[[ EXTRACTED TEXT open ]]
Open data is data that can be freely used, re-used and redistributed by anyone – subject only, at most, to the requirement to attribute and sharealike. Source Open Data Handbook.

Open data portal is a web-based interface designed to make it easier to find re-usable information. Like library catalogues, it contains metadata records of datasets published for re-use, i.e. mostly relating to information in the form of raw, numerical data and not to textual documents. Source European Commission

P

Personal data is any information relating to an identified or identifiable natural person (‘data subject’); an identifiable natural person is one who can be identified, directly or indirectly, in particular by reference to an identifier such as a name, an identification number, location data, an online identifier or to one or more factors specific to the physical, physiological, genetic, mental, economic, cultural or social identity of that natural person. Source OCHA Data Responsibility Guidelines.

Personally identifiable information (PII), also called “direct identifiers”, are variables that reveal directly and unambiguously the identity of a respondent, (e.g. names, social identity numbers). Source SDC Practice Guide.

Predictive analytics involves the analysis of current and historical data to anticipate an event or some characteristic of an event (the probability, severity, magnitude, or duration). Predictive analytics can also support decision making by examining data or content to answer the question “What should be done?” or “What can we do to make ___ happen?”. It is characterized by techniques such as graph analysis, simulation, complex event processing, neural networks, recommendation engines, heuristics, and machine learning.
[[ EXTRACTED TEXT closed ]]
Please answer from the glossary above: what other name does it give for personally identifiable information?
[[ EXTRACTED ENTRIES open ]]
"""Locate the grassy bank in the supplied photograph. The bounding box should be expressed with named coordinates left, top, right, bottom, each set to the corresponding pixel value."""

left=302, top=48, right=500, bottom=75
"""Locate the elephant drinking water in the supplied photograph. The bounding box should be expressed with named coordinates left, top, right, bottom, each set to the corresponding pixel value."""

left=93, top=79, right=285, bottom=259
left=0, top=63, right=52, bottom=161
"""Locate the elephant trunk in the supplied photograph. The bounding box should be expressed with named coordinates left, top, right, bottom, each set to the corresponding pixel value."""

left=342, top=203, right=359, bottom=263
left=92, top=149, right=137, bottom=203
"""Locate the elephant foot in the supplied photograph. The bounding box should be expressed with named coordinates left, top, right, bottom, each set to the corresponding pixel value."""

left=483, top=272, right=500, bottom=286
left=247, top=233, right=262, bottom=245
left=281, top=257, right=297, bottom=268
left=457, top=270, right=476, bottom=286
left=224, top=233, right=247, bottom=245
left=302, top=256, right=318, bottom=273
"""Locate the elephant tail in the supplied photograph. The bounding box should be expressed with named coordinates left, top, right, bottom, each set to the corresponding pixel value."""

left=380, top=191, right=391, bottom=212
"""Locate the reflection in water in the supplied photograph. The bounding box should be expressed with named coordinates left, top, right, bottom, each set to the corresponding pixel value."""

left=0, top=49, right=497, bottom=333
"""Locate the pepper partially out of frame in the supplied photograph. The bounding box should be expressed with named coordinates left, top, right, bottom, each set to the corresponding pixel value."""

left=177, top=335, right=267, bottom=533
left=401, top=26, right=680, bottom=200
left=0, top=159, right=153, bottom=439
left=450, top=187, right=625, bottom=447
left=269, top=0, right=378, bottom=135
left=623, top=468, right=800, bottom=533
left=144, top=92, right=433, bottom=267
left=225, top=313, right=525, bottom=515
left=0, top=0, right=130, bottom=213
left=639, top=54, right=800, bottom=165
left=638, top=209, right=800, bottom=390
[[ EXTRACTED ENTRIES closed ]]
— OUTPUT OF THE EXERCISE —
Direct identifiers